O QUE FAZER.
A: Indique se cada afirmação concorda com o trecho sobre o livro O Príncipe Digital. Responda sim ou não e cite, sem alterar, as palavras do trecho que decidem: (i) o livro foi lançado em setembro de 2016; (ii) o prefácio do livro é de Octavio Ianni; (iii) Gramsci usou o conceito de “Príncipe” para descrever o partido político.
B: Prossiga com o trecho sobre o livro O Príncipe Digital a partir da última frase dele.

TRECHO DA PÁGINA.

────

BITTENCOURT, Maíra. O Príncipe Digital. Curitiba: Appris, 2016.

O livro O Príncipe Digital, da jornalista Maíra Bittencourt, professora e chefe do Departamento de Jornalismo da Universidade Federal de Rondônia, campus Vilhena, foi lançado em setembro de 2016, com prefácio do jornalista e professor Eugênio Bucci, orientador da pesquisa apresentada originalmente como tese de doutorado em Ciências da Comunicação na Universidade de São Paulo. O trabalho foi contemplado com o prêmio Tese Destaque USP 2017, conquistando o primeiro lugar na grande área das Ciências Sociais Aplicadas.

O objetivo da obra é ressignificar o conceito filosófico de “Príncipe”, que surgiu com Maquiavel para descrever o governante das monarquias e repúblicas e depois foi apropriado por Gramsci para descrever o partido político como um “Moderno Príncipe”. Dentre outras possíveis releituras do conceito, Bittencourt adotou o “Príncipe Eletrônico” de Octavio Ianni como precursor de seu “Príncipe Digital”.

────

DADOS FORNECIDOS.
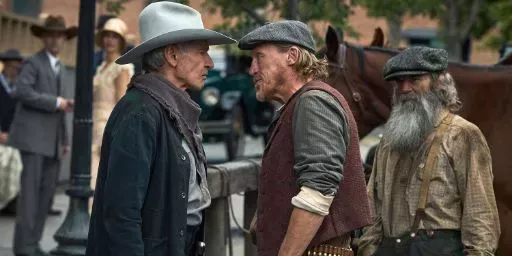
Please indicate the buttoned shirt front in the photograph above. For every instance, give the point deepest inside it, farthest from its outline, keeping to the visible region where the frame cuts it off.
(461, 195)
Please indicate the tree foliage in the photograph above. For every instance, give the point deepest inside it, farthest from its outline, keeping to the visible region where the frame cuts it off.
(240, 17)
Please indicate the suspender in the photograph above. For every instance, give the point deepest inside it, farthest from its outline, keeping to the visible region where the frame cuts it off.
(427, 175)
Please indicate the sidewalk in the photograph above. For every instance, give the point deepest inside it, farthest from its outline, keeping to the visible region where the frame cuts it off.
(61, 202)
(53, 223)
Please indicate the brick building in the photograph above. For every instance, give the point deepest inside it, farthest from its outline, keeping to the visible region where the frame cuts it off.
(363, 24)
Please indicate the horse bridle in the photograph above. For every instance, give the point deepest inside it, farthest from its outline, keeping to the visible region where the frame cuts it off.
(341, 57)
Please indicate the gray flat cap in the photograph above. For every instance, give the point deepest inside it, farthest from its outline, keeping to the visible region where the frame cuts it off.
(416, 60)
(286, 31)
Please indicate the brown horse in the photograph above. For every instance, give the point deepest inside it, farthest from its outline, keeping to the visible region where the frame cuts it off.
(485, 91)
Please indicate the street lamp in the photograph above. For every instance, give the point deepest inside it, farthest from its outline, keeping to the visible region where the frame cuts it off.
(72, 234)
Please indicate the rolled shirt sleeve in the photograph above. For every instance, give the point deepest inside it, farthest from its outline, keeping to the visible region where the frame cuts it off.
(320, 136)
(480, 226)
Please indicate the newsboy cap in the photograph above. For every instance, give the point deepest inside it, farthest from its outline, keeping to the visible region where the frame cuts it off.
(285, 31)
(416, 60)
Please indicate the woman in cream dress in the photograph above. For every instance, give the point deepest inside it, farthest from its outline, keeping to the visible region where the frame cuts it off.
(109, 84)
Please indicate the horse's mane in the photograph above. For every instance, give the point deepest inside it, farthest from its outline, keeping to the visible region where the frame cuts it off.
(477, 67)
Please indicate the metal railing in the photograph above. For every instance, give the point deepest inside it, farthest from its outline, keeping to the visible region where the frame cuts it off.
(225, 180)
(15, 33)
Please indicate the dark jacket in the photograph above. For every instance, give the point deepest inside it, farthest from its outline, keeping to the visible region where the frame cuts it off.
(141, 193)
(38, 126)
(7, 107)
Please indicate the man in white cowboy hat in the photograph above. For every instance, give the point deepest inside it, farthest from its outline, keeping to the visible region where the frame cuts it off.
(39, 131)
(151, 185)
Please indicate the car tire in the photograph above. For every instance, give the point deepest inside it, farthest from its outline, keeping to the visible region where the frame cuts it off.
(235, 140)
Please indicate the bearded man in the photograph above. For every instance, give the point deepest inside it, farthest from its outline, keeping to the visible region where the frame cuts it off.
(431, 187)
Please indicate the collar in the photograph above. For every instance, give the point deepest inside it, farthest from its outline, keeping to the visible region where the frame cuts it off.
(442, 116)
(53, 59)
(5, 84)
(176, 101)
(181, 108)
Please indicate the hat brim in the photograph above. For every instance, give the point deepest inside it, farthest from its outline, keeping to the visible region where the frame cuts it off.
(253, 44)
(393, 76)
(212, 37)
(98, 39)
(38, 31)
(10, 58)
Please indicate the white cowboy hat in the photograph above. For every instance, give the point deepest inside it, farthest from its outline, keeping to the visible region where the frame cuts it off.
(164, 23)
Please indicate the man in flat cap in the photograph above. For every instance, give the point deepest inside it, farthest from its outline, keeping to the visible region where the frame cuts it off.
(312, 190)
(38, 130)
(151, 187)
(431, 187)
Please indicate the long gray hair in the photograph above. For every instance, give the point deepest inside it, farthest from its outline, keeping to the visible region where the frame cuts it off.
(413, 116)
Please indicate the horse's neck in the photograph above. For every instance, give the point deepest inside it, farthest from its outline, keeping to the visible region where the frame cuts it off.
(484, 92)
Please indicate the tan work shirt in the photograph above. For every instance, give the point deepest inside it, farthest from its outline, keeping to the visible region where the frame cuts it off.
(461, 195)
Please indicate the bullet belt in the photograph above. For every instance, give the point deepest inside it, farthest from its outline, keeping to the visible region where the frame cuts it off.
(328, 250)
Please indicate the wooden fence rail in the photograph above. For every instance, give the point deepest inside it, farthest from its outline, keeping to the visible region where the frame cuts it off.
(225, 180)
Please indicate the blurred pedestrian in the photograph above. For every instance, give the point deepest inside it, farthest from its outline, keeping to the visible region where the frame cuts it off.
(38, 130)
(99, 55)
(11, 60)
(151, 188)
(12, 63)
(109, 84)
(431, 188)
(312, 191)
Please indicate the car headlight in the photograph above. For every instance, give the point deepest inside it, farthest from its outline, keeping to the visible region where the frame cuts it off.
(210, 96)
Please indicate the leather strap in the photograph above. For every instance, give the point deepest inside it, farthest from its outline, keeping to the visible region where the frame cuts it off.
(429, 166)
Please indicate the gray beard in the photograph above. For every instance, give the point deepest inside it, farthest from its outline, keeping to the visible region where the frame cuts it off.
(412, 118)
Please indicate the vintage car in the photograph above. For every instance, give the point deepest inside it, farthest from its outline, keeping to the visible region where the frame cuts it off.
(229, 106)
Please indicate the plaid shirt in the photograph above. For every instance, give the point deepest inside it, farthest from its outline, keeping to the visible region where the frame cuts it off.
(461, 195)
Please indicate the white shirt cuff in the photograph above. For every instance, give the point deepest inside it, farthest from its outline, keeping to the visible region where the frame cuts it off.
(312, 201)
(58, 102)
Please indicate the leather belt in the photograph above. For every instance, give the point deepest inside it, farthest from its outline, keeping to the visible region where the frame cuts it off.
(328, 250)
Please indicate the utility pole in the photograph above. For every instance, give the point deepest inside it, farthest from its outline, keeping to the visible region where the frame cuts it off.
(72, 234)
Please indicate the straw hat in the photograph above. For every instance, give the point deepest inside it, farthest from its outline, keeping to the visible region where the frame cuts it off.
(164, 23)
(54, 24)
(116, 26)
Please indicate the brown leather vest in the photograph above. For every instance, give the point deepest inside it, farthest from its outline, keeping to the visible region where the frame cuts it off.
(278, 184)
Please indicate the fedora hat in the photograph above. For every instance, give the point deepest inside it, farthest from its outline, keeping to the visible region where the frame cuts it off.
(11, 54)
(164, 23)
(54, 24)
(116, 26)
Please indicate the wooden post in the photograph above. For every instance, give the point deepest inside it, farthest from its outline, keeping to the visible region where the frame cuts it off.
(215, 228)
(250, 204)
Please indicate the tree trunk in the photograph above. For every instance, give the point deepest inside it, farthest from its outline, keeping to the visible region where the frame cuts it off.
(395, 30)
(293, 10)
(452, 36)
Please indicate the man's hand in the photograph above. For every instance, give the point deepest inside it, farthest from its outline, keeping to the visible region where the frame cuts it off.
(66, 105)
(301, 230)
(3, 138)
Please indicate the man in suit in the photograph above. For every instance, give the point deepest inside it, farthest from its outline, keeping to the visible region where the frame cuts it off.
(12, 63)
(39, 132)
(11, 60)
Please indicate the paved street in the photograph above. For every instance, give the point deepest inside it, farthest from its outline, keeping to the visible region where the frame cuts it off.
(215, 153)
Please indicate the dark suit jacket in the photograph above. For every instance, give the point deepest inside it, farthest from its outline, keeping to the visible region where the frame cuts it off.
(38, 127)
(140, 202)
(7, 106)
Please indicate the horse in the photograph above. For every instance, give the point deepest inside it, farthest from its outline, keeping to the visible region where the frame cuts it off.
(485, 92)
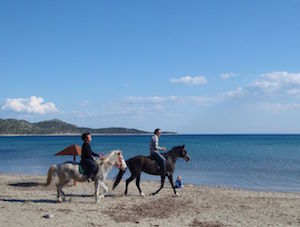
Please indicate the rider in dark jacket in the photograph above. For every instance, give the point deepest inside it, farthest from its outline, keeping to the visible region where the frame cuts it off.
(87, 161)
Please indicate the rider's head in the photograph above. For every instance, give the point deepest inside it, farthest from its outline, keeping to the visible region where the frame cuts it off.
(86, 137)
(157, 131)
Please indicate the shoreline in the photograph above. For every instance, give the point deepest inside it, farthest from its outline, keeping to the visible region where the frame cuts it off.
(197, 205)
(227, 187)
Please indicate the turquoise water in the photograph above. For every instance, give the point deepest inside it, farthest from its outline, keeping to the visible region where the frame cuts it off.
(257, 162)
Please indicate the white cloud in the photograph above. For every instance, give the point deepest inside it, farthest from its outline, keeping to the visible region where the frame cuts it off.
(167, 99)
(276, 106)
(33, 105)
(226, 76)
(235, 93)
(277, 82)
(188, 80)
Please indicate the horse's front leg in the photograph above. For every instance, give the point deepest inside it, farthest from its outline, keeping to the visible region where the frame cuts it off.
(170, 177)
(97, 186)
(105, 189)
(162, 181)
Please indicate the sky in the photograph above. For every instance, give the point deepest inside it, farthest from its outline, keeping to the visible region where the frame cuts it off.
(185, 66)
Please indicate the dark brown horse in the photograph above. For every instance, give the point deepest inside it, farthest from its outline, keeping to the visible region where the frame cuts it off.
(145, 164)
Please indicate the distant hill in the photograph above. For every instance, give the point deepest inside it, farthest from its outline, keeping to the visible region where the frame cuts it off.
(22, 127)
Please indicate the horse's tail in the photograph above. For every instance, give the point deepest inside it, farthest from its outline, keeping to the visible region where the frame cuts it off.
(119, 177)
(51, 170)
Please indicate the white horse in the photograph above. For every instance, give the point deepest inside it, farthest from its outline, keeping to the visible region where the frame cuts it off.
(70, 170)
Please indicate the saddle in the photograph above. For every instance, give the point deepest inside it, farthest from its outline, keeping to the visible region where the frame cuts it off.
(157, 166)
(81, 169)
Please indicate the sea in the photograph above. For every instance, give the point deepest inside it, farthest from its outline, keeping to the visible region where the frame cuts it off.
(253, 162)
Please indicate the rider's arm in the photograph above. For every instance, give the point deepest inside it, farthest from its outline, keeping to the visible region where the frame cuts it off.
(156, 144)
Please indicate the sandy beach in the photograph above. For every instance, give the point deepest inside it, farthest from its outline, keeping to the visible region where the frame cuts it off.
(25, 201)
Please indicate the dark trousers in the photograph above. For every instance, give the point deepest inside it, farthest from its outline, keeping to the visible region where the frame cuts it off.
(90, 167)
(160, 160)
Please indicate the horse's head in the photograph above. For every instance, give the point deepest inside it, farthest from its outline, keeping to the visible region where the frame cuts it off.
(120, 162)
(182, 153)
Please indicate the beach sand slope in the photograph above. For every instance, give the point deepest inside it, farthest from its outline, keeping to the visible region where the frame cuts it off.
(25, 201)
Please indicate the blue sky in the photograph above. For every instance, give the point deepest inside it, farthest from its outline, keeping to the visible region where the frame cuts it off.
(184, 66)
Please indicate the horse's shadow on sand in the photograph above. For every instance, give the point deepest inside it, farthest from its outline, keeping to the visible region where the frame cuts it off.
(29, 200)
(26, 184)
(37, 184)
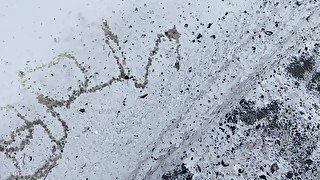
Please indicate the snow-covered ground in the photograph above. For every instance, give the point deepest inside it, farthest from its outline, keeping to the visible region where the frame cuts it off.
(168, 90)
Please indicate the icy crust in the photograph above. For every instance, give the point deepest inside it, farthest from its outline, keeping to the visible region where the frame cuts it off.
(231, 95)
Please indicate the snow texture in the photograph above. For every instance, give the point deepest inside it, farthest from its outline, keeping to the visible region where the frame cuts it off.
(169, 90)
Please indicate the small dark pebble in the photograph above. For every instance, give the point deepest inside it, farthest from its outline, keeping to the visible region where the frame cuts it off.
(269, 33)
(143, 96)
(289, 174)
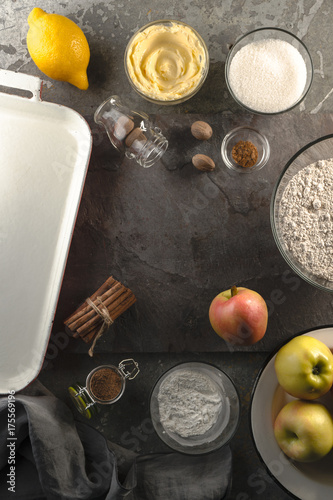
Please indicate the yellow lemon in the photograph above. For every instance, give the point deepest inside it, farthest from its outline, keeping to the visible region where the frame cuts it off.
(58, 47)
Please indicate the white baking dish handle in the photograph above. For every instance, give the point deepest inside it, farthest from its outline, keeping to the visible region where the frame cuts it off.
(22, 81)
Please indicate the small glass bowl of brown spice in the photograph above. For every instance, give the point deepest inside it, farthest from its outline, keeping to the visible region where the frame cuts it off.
(245, 150)
(104, 385)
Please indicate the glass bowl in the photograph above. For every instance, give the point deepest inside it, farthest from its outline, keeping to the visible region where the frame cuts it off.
(221, 431)
(321, 149)
(164, 61)
(267, 70)
(245, 134)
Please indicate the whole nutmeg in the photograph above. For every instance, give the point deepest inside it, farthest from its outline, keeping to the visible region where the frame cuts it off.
(203, 163)
(201, 130)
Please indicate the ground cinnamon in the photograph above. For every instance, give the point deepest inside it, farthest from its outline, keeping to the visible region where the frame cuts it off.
(105, 384)
(245, 154)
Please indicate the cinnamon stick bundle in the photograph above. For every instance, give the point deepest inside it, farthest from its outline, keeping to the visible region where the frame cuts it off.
(108, 302)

────

RESPOSTAS POR TAREFA.
A:
(i) Sim: "foi lançado em setembro de 2016".
(ii) Não: "com prefácio do jornalista e professor Eugênio Bucci".
(iii) Sim: "apropriado por Gramsci para descrever o partido político como um “Moderno Príncipe”".

B:
Se na segunda metade do século XX o rádio e a televisão foram os principais veículos de poder, hegemonia e liderança, exercendo as funções sociais de Príncipe, com o suporte e apoio dos grandes grupos econômicos e políticos, como compreendia Ianni, no século XXI surge um novo Príncipe. De acordo com Bittencourt (2016)BITTENCOURT, M. O Príncipe Digital. Curitiba: Appris, 2016., o Príncipe Digital não nasce das mídias tradicionais de massa, não precisa ser um intelectual e nem sempre se alinha com os grupos econômicos e políticos hegemônicos. No entanto, ele é tão ou mais influente e eficaz do que as forças tradicionais de poder, hegemonia e liderança.

Os novos líderes de opinião, que podem ser jovens recém-saídos da puberdade como Kim Kataguiri, ou senhores septuagenários como Olavo de Carvalho, passaram a ocupar o lugar de liderança que Maquiavel atribuiu ao governante, Gramsci ao intelectual orgânico e Ianni aos porta-vozes dos grandes meios de comunicação. Não obstante, o Príncipe Digital não é encarnado por nenhum indivíduo, como os supracitados, ou organização, como os Movimentos Brasil Livre ou Vem Pra Rua. Segundo Bittencourt (2016)BITTENCOURT, M. O Príncipe Digital. Curitiba: Appris, 2016., ele é a confluência das categorias principais: Multidão de Anônimos, Líderes de Opinião e Comunidades Virtuais Organizadas, que geram, por meio da Internet e das redes sociais, um processo de Mobilização Social, em conflito ou aliança com os Poderes Políticos e Econômicos Institucionalizados.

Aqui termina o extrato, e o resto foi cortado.